▸ **Request**
Write out the lines from the one containing "Place one marker on every instance of the rattan" through the one containing "pixel 1233 320", exactly as they appear, and nothing else.
---
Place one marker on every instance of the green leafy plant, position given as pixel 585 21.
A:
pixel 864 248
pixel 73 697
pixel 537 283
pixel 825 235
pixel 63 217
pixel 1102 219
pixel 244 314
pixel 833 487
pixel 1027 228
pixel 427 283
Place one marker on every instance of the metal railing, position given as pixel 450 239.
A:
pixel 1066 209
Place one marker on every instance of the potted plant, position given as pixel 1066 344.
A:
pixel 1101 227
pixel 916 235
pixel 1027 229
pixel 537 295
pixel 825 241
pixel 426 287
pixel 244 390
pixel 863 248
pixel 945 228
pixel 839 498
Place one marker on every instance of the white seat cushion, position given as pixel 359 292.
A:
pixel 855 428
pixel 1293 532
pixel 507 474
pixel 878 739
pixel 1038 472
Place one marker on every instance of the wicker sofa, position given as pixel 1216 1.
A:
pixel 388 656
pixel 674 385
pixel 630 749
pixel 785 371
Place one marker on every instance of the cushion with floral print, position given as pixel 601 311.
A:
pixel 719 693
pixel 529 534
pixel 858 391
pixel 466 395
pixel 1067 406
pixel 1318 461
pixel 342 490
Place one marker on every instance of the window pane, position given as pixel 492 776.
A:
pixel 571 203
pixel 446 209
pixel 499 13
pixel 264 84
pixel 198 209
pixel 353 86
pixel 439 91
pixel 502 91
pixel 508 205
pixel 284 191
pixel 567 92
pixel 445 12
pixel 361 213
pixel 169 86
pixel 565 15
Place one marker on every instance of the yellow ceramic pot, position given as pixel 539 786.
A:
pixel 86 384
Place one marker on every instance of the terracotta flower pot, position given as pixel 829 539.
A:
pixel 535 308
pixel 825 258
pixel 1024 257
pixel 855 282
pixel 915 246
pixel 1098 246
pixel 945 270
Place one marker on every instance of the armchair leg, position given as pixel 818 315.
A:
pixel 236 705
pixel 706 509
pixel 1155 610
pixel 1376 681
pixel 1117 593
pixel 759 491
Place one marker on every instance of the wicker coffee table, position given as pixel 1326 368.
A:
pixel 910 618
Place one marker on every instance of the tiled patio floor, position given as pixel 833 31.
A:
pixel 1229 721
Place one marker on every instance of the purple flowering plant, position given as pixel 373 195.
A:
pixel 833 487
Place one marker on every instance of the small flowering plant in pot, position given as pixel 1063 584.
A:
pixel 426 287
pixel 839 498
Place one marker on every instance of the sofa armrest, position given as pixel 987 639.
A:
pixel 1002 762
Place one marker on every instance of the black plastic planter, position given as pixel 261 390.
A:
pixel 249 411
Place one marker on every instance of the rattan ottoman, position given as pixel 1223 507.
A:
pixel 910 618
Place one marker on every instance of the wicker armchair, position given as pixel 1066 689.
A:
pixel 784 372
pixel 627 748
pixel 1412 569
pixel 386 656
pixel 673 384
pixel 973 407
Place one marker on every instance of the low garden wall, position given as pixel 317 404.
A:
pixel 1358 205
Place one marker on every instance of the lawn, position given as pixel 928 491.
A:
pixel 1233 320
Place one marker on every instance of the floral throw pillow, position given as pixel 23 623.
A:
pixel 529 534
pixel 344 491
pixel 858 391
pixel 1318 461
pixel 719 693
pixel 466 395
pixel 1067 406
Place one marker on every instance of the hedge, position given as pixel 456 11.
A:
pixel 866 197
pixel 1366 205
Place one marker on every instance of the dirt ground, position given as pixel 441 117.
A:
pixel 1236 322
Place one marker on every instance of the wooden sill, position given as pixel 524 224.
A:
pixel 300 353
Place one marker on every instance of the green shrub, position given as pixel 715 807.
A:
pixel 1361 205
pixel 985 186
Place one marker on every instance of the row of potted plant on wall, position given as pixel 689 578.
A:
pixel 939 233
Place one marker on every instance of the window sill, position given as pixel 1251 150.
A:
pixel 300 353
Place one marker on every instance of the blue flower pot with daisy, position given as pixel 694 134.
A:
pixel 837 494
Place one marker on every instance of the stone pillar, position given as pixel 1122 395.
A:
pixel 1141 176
---
▸ **Exercise response**
Place one marker on every instance of the rattan ottoman, position given as pixel 1223 507.
A:
pixel 910 618
Place one marker on every instance of the wicker armchair, position given as pixel 1066 689.
A:
pixel 784 372
pixel 627 748
pixel 1412 569
pixel 386 656
pixel 673 384
pixel 973 407
Place one marker on every instance of the low garden wall, position given as pixel 317 404.
A:
pixel 1358 205
Place one marker on every instance of the lawn, position given as pixel 928 491.
A:
pixel 1233 320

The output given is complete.